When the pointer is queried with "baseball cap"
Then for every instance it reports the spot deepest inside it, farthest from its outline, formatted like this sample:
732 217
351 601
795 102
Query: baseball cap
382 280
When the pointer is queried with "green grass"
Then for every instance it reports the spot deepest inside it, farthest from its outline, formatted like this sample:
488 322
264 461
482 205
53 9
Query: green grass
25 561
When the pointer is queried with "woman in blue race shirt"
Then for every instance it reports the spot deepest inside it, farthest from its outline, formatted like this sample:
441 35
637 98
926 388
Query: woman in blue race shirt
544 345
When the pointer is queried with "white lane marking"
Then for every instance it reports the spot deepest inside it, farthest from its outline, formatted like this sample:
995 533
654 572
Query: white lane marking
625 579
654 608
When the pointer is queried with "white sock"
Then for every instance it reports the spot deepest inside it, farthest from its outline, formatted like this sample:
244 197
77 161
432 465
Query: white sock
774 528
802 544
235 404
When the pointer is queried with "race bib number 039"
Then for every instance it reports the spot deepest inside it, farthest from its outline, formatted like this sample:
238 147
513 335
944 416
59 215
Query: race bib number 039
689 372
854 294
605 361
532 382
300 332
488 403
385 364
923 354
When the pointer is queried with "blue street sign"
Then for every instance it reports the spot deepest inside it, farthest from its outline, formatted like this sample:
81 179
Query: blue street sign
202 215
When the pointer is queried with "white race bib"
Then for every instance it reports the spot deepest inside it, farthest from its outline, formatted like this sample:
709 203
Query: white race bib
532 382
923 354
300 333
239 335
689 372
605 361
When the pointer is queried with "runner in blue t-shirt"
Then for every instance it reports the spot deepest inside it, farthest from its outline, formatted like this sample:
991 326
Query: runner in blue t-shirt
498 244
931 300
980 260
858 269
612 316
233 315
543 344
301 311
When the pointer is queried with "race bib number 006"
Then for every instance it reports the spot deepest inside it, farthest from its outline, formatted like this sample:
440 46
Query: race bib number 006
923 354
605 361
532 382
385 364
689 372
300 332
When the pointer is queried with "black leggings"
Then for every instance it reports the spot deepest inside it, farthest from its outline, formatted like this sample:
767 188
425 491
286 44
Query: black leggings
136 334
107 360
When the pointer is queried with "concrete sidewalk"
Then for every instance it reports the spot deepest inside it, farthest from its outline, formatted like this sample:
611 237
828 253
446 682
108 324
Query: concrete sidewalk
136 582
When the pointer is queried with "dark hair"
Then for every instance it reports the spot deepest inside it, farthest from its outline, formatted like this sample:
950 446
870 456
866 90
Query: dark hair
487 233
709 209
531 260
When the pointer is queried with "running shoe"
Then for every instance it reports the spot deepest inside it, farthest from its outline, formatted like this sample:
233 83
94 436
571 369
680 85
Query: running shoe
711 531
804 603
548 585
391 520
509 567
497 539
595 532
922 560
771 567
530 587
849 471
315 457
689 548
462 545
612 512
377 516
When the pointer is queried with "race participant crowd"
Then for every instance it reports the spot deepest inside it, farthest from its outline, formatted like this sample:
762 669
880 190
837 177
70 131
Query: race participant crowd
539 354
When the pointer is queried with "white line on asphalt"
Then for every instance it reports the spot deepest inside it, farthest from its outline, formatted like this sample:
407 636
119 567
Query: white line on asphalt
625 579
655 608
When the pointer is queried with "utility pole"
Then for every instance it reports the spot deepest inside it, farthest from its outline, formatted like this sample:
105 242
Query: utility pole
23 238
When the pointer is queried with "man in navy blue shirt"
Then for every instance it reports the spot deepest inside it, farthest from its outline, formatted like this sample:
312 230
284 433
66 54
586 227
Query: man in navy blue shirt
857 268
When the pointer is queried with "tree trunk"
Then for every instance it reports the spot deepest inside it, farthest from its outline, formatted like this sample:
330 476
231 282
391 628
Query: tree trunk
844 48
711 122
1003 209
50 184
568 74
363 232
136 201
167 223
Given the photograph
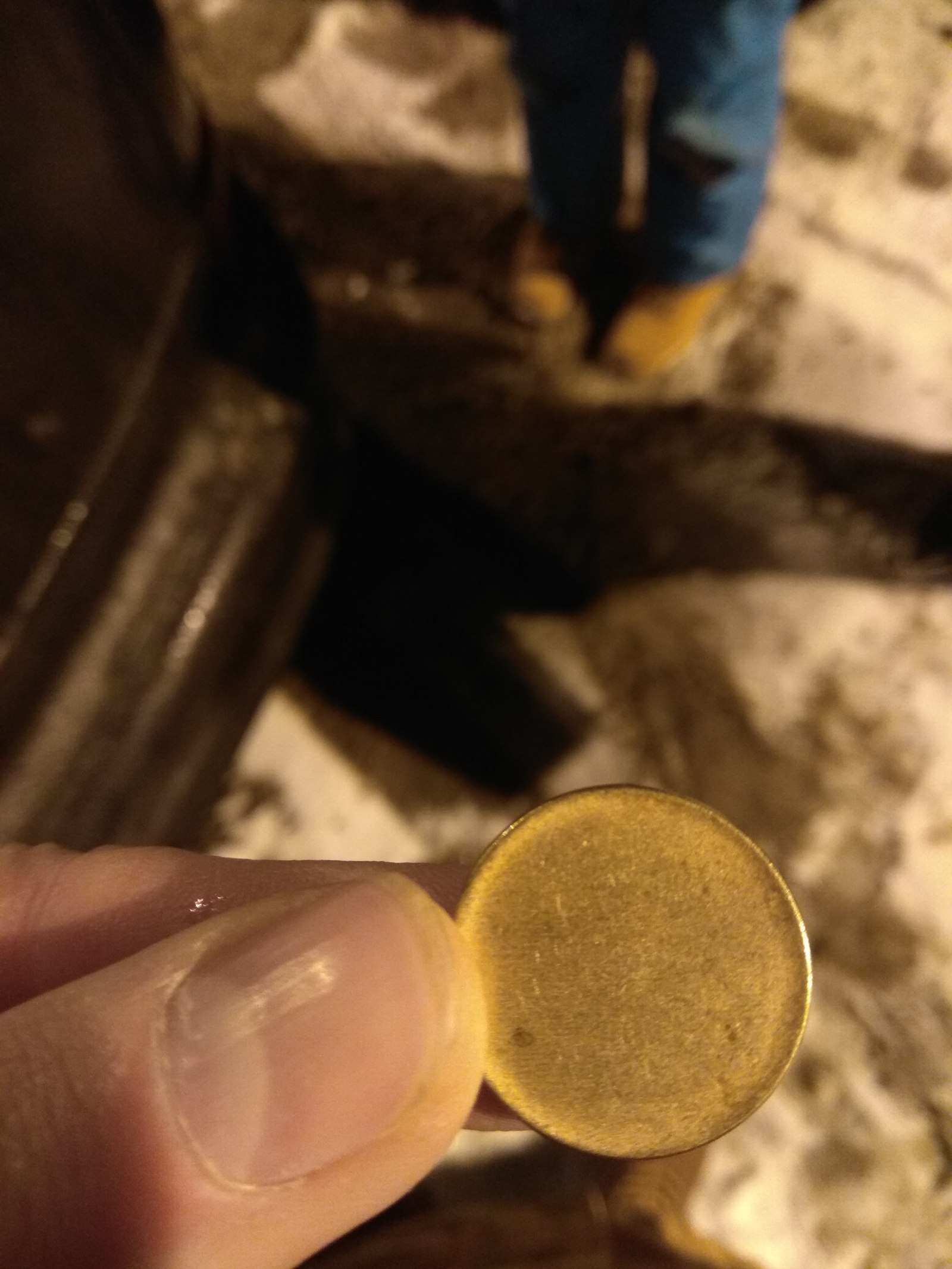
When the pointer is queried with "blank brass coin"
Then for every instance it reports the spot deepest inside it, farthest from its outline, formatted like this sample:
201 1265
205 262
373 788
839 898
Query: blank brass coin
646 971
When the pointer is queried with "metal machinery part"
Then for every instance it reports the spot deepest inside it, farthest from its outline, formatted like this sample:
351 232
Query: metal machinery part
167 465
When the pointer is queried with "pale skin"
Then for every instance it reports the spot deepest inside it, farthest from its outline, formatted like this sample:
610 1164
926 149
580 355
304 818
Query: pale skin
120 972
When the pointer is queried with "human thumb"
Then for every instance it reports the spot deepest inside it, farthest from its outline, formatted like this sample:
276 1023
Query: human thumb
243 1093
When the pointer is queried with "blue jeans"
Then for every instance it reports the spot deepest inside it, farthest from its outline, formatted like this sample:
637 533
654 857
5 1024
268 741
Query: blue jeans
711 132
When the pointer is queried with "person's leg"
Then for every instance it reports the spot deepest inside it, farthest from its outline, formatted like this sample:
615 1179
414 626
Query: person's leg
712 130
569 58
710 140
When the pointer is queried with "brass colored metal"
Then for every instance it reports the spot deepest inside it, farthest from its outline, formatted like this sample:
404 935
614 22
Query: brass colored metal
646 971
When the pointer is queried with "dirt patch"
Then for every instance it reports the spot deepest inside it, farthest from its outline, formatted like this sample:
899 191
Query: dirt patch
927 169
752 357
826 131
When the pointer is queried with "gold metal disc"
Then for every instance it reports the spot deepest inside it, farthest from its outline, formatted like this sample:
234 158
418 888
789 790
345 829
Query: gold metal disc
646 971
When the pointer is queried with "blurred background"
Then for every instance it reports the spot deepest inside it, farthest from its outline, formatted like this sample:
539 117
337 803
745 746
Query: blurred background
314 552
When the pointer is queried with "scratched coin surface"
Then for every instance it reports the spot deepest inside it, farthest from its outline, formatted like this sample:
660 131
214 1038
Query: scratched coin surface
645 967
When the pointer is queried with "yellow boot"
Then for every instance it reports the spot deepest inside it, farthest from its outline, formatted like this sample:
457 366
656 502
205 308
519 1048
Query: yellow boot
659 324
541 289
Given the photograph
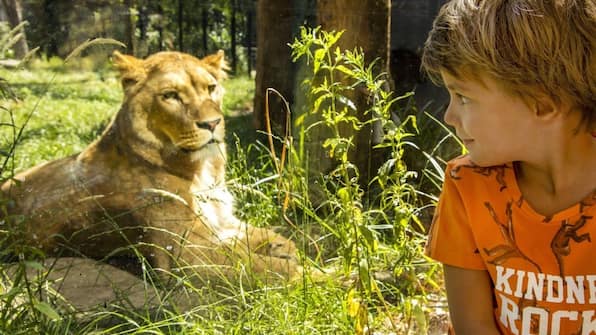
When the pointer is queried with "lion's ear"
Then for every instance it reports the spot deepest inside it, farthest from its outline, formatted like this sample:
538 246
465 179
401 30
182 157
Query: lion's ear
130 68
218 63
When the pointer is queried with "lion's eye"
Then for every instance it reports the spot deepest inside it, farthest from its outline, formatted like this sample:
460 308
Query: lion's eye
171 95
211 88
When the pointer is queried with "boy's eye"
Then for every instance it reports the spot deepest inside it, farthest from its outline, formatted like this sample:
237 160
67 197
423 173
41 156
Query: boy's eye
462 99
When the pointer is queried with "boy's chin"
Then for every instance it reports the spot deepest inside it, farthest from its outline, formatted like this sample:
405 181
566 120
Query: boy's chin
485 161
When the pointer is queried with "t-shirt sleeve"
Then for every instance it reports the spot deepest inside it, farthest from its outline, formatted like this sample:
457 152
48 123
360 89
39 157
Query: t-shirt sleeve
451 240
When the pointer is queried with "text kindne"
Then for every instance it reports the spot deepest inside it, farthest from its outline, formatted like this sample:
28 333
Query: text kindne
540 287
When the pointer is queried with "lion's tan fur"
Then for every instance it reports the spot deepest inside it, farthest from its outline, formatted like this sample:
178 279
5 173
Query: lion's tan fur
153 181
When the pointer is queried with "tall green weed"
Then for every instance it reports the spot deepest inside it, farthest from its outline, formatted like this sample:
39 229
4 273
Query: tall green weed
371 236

++++++

§ Problem to solve
Word for word, copy out each record; do not include pictures.

§ Answer box
When the pointer is queried with "baseball cap"
Then for every instance it reports the spot deepest inside it, farthest from its outline, formatted like this sample:
732 217
351 601
795 102
Query: baseball cap
382 280
When the pointer is queried with "green grass"
Then for every instance it reports the spot deepest inside it, farthest from its outline, formatted like this sample:
488 322
264 461
482 205
53 9
Query: green grass
25 561
When the pointer is queried with "woman in blue race shirt"
Then for every instance it reports the spot deepest inside it, farthest from its outline, formatted like this sample:
441 35
637 98
926 388
Query: woman in blue race shirt
544 345
When the pointer is queried with "white lane marking"
Then for every instance it reports the spot deepest inside it, farthest from its outline, formatted like this sample:
995 533
654 572
Query: white lane marking
625 579
654 608
When the pointer is queried with "white sock"
Then for every instance it reports the spot deepest inside it, farthest from its outline, formatted like this sample:
244 197
77 161
432 465
Query: white sock
774 528
802 544
235 404
When the pointer is queried with "race bib number 039"
Then for every instance it reports the spot deepest inside it, farthest from its outline, formatted like this sample:
238 147
513 335
944 416
59 215
Query: race bib number 039
689 372
854 294
605 361
532 382
300 332
488 403
385 364
923 354
When the pointer is queried with "blue street sign"
Then for every instance it reports the spot deepest inside it, farthest from its outline, formatted like this sample:
81 179
Query: blue street sign
202 215
When the pointer is queried with "white race bib"
Then for every instance it reports the spot deepest inside it, farthest from its outline, formatted like this sample:
709 203
Query: white race bib
532 382
923 354
300 333
239 335
689 372
605 361
When the pointer is queried with "runner in blue t-shirt"
Then for every instance it reports the spot deepest inside it, farthest from its outline, formatted like this sample:
991 326
Query: runner in blue t-shirt
498 244
931 300
980 260
858 269
612 316
233 315
543 344
301 311
When the pointer is queried with "race bib number 006"
Then for every instance it reports the spot deepest inside it, farthest from its outline, formatted like this sample:
440 46
Query: race bib number 006
923 354
605 361
532 382
385 364
689 372
300 332
When the pointer is queried with "black leggings"
Then for every instance it reports the spot deepest inside it, farthest from its outline, formatted like this sample:
767 188
425 491
286 44
Query: black leggings
136 334
107 360
When the pointer is queried with "concrete sidewalk"
Then for every instance it reports the spot deepest inside it, farthest from its outline, formatted like this sample:
611 237
828 253
446 682
108 324
Query: concrete sidewalk
136 582
When the pointer is queried with "dark hair"
Then for every instance it reports the spot deepest inside it, farthest from its outline, formatted like this sample:
950 446
870 456
866 90
Query: dark hair
487 233
709 209
531 260
When the pointer is queried with "running shoe"
Then for every instance it reports the spot deepest inside it, farthest from its outline, formatted like this sample:
233 83
94 436
571 369
680 85
Query: running shoe
711 531
804 603
548 585
391 520
509 567
497 539
595 532
922 560
771 567
530 587
849 471
315 457
689 548
462 545
612 512
377 516
When the pointer is queried with "race participant crowd"
Then for every instance it reports the spot deepest inside it, farthest from its outline, formatted like this sample:
762 669
880 190
837 177
70 131
Query: race participant crowd
539 354
When the pointer is queried with "white line on asphalt"
Then for every instance it reports the spot deepest inside it, farthest from its outline, formatted like this sample:
407 636
119 567
Query: white line on asphalt
625 579
655 608
When the pointer is queried with "utility pole"
Then for every instance it reports the spot deepest inside it, farthest from its outline, formatted like this sample:
105 242
Query: utility pole
23 238
When the pointer is queried with "man in navy blue shirt"
Then for every instance it reports the spot deepest inside it, farthest from its outline, formatted like this sample:
312 230
284 433
66 54
586 227
Query: man in navy blue shirt
857 268
When the pointer is queried with "tree trunk"
Then for every instance it reports the spot deepest inside it, farthest from its outline, formatted like this sample:
330 476
231 282
391 628
Query: tree trunk
844 48
711 122
1003 209
50 184
568 74
363 232
136 201
167 223
Given the photograph
When the pointer is queried with "blank brass coin"
Then for every instance it reports the spot deepest inside it, farthest from its outline, formatted like this sample:
201 1265
205 262
373 788
839 898
Query: blank brass coin
646 971
When the pointer is queried with "metal machinery part"
Then for every instance it reports the spot deepest inside it, farthest from its outline, formatted like this sample:
351 232
Query: metal machinery part
167 465
When the pointer is queried with "pale skin"
Then for every instance it reports the spot deepest inside it, farthest from its outline, formatted like this sample:
610 1164
926 149
580 355
304 818
Query: pale skin
120 972
When the pointer is queried with "human thumb"
Then for every instance it reports the spot deepest inside it, farthest from its outline, formatted like this sample:
276 1023
Query: human thumb
243 1093
When the pointer is queried with "blue jeans"
Then for every instance it reports the spot deepest inside it, farthest from its outline, formatted like this sample:
637 533
654 857
5 1024
268 741
Query: blue jeans
711 132
When the pointer is queried with "person's leg"
Then for every instance it reports the spot deepest inside it, farthest from its outline, formatted like this sample:
615 1179
414 626
Query: person's leg
712 130
569 58
710 140
When the pointer is queried with "brass colored metal"
Then for every instance it reports the spot deepest inside it, farthest from its outline, formatted like this sample:
404 935
614 22
Query: brass colored metal
646 971
When the pointer is queried with "dirt patch"
Then for every instance it reports the spot deepest inside it, farthest from its outline, formatted like this sample:
899 191
Query: dirt patch
927 169
752 357
826 131
When the pointer is queried with "gold metal disc"
Then for every instance it reports the spot deepest inside it, farthest from its outline, formatted like this sample:
234 158
418 888
789 790
345 829
Query: gold metal disc
646 971
When the pointer is queried with "blurred background"
Then for every instance it reports the spot deepest inside it, farthest from its outline, formatted like this sample:
539 117
337 803
745 746
Query: blurred background
314 552
When the pointer is queried with "scratched coin surface"
Then for every instance it reports the spot deepest inside it, farthest from its outline, formatted like this sample:
660 131
214 1038
Query: scratched coin surface
645 967
When the pointer is queried with "yellow boot"
Then for every instance it reports the spot deepest inside it, farthest from its outline, formatted like this sample:
457 366
656 502
205 308
519 1048
Query: yellow boot
659 324
541 289
Given the photograph
When the pointer is queried with "lion's ear"
Then for every instance it reports the spot deepest inside it, farthest from its outline, formatted like this sample:
538 246
465 179
401 30
182 157
Query: lion's ear
130 68
218 63
When the pointer is queried with "lion's eye"
Then for every instance it reports the spot deepest inside it, farthest from its outline, formatted like this sample:
460 308
Query: lion's eye
171 95
211 88
When the pointer is queried with "boy's eye"
Then for every instance it reports the spot deepest inside it, farthest from its outline, formatted like this sample:
237 160
67 197
423 173
41 156
Query: boy's eye
462 99
When the pointer is queried with "boy's chin"
Then for every instance it reports the spot deepest inside it, farthest from its outline, formatted like this sample:
405 181
566 120
Query: boy's chin
485 161
When the pointer is queried with "t-shirt sleeve"
Then for every instance it reports the spot deepest inside it, farthest from its outline, formatted like this sample:
457 152
48 123
360 89
39 157
Query: t-shirt sleeve
451 240
When the pointer is queried with "text kindne"
Then for every instance it reports the spot deepest inside it, farthest from its outline, formatted like this sample:
28 333
Query: text kindne
540 287
When the pointer is queried with "lion's tan fur"
Then for every instance it reports the spot deepest inside it, farthest from its outline, formatted like this sample:
178 279
5 173
Query: lion's tan fur
153 181
When the pointer is queried with "tall green weed"
Then for every instance it reports the spot deepest inside it, farthest from its outline, formatted like this sample:
39 229
4 273
Query: tall green weed
371 236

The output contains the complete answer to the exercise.